--- Start of EXTRACTED INFORMATION ---

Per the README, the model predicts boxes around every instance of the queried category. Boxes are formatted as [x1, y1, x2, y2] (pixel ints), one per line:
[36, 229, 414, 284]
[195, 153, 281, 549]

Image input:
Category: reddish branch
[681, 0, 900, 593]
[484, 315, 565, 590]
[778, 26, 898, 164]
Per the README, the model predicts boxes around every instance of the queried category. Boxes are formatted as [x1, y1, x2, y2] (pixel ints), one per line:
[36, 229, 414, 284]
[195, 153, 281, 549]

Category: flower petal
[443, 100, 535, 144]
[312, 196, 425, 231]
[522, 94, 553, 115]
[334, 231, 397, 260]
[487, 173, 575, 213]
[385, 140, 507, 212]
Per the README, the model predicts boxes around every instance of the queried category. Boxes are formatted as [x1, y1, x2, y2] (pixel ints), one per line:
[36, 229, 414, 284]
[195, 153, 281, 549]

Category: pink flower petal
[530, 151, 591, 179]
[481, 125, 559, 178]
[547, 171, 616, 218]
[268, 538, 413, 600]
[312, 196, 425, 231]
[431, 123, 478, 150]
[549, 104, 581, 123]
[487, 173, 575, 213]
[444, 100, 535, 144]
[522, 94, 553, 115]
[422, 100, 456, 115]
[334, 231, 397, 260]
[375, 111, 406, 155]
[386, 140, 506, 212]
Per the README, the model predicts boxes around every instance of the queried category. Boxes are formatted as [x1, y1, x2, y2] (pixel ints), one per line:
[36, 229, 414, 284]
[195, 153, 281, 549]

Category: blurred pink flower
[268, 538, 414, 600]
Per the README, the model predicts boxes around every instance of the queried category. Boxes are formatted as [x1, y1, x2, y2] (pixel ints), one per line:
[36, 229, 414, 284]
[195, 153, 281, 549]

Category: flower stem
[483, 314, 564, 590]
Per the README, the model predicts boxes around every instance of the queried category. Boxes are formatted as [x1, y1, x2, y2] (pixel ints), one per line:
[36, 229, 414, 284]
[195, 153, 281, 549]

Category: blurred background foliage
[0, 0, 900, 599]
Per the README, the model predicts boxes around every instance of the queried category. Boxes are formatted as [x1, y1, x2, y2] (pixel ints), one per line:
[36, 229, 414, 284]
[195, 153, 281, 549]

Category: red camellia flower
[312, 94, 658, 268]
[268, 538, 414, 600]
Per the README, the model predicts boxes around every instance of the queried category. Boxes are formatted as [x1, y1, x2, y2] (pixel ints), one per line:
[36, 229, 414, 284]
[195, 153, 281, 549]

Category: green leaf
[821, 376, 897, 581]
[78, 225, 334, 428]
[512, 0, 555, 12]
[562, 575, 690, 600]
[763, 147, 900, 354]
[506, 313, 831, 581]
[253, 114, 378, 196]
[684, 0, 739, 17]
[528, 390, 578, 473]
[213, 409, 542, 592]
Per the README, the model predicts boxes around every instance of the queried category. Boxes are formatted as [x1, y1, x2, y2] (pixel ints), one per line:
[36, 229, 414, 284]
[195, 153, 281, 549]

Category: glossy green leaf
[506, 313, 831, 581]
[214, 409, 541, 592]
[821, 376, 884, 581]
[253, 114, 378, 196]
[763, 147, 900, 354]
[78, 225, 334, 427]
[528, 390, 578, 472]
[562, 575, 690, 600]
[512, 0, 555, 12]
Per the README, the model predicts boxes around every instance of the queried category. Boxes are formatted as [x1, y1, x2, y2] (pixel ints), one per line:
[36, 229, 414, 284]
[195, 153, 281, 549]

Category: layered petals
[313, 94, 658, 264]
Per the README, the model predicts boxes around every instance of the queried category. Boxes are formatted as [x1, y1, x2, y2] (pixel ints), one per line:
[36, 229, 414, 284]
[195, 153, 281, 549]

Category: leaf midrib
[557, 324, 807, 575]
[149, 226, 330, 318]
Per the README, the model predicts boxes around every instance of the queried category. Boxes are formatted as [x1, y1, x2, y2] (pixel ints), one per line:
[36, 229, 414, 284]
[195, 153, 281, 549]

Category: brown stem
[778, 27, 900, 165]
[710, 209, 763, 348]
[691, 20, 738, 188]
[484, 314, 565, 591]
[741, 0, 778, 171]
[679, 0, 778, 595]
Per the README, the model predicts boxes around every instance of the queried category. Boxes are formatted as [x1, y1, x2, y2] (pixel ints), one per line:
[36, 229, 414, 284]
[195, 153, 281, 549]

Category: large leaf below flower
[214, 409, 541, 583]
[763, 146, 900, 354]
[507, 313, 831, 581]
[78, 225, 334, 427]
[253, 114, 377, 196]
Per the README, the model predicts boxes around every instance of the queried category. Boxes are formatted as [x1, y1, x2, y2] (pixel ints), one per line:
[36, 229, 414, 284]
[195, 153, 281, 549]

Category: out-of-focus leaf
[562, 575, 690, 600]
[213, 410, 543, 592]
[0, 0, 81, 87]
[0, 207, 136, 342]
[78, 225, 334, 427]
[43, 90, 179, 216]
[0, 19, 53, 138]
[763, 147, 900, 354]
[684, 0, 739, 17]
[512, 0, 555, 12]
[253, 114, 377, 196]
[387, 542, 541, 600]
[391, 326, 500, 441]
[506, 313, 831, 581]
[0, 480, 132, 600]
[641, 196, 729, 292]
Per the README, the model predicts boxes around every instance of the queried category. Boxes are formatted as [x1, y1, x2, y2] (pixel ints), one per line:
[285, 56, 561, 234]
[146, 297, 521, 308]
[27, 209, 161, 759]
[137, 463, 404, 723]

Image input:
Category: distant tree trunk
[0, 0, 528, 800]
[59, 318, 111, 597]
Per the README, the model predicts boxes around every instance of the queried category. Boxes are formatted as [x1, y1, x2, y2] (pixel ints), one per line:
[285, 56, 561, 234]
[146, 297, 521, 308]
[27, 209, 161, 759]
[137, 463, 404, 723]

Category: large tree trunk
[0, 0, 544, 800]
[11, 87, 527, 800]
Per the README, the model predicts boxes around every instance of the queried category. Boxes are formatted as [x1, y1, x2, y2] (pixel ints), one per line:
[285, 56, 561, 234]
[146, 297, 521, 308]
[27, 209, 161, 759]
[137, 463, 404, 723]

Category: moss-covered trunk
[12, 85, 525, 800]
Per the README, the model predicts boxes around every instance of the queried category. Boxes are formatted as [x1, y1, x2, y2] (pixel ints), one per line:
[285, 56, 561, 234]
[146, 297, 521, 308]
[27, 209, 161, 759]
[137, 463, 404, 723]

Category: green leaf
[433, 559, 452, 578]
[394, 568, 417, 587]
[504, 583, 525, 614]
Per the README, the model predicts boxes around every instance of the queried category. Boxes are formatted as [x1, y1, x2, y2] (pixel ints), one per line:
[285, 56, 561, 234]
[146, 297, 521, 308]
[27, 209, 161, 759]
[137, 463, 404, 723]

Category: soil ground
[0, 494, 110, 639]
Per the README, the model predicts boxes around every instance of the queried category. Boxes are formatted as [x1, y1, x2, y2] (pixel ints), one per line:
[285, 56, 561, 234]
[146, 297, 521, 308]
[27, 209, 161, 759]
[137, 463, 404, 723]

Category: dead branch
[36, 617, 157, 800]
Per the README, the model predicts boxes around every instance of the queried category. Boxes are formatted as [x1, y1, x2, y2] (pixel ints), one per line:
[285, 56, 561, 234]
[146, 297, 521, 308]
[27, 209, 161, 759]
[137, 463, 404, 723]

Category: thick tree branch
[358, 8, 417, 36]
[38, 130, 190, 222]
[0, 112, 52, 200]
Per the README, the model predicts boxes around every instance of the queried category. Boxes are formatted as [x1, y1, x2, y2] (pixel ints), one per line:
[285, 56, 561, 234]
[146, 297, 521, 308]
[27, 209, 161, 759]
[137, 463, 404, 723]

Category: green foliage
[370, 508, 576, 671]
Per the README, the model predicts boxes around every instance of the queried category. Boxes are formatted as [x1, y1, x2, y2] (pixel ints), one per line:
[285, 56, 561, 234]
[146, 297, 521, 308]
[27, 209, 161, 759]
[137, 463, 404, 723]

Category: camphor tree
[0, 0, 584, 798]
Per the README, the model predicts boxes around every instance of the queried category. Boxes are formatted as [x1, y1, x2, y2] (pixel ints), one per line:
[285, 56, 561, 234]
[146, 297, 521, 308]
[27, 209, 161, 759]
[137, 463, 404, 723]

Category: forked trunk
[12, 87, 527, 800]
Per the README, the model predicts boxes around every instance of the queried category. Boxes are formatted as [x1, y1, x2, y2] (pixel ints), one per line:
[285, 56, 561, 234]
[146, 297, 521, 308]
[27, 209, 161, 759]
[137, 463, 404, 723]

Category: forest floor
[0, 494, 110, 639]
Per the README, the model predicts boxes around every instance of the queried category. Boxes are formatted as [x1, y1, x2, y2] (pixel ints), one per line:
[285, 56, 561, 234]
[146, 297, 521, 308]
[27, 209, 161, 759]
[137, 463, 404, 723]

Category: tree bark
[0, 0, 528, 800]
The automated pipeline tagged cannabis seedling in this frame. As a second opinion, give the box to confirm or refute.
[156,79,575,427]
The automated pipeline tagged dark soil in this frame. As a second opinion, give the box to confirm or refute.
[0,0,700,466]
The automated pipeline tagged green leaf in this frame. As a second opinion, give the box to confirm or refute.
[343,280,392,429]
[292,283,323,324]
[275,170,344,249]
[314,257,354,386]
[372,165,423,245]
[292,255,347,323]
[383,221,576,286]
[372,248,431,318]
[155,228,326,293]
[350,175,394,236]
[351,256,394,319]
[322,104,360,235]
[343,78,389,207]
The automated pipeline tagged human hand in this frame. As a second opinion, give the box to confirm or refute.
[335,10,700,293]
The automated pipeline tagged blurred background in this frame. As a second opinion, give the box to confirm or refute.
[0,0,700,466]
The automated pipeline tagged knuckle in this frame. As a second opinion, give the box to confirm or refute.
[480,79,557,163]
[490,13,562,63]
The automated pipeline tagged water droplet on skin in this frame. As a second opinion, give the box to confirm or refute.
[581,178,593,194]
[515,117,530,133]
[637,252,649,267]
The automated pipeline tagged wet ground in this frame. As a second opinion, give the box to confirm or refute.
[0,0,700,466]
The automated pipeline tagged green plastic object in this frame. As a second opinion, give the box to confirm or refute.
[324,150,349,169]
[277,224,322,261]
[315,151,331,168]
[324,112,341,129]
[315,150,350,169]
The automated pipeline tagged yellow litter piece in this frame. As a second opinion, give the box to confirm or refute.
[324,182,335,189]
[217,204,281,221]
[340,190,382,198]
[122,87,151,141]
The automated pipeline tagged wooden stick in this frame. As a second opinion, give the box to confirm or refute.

--- End of EXTRACTED INFORMATION ---

> _REQUIREMENT_
Find the line that contains "The automated pipeline tagged human". Repeat it and every line after it, exactly as written, up to and including the last line of the records above.

> _FULL SOLUTION_
The automated pipeline tagged human hand in this frame. As a second opinion, give the box to confirm or refute.
[335,10,700,293]
The automated pipeline tagged blurred background in this frame. As a second opinion, give the box to confirm or refute.
[0,0,700,466]
The automated pipeline tagged knuckle in this frame. As a second opinion, give the box to confirm or refute.
[480,79,557,163]
[490,13,562,63]
The automated pipeline tagged water droplet on skin in this frame. As a second opinion, give the box to confirm or refute.
[581,178,593,194]
[515,117,530,133]
[637,252,649,267]
The automated pipeline tagged wet ground in this frame. As a second opinion, give the box to confirm or refute.
[0,0,700,466]
The automated pipeline tagged green plastic object in this frame. As a second opinion, give the box to confirm or refute.
[324,150,349,169]
[277,224,322,261]
[315,151,331,168]
[324,112,341,129]
[315,150,350,169]
The automated pipeline tagged yellow litter piece in this frame. As a second opinion, give the box to confirm or refute.
[324,182,335,189]
[217,204,281,221]
[340,190,382,198]
[122,87,151,141]
The automated pipeline tagged wooden stick in this frame. As a second opinion, give the box to confirm or refute.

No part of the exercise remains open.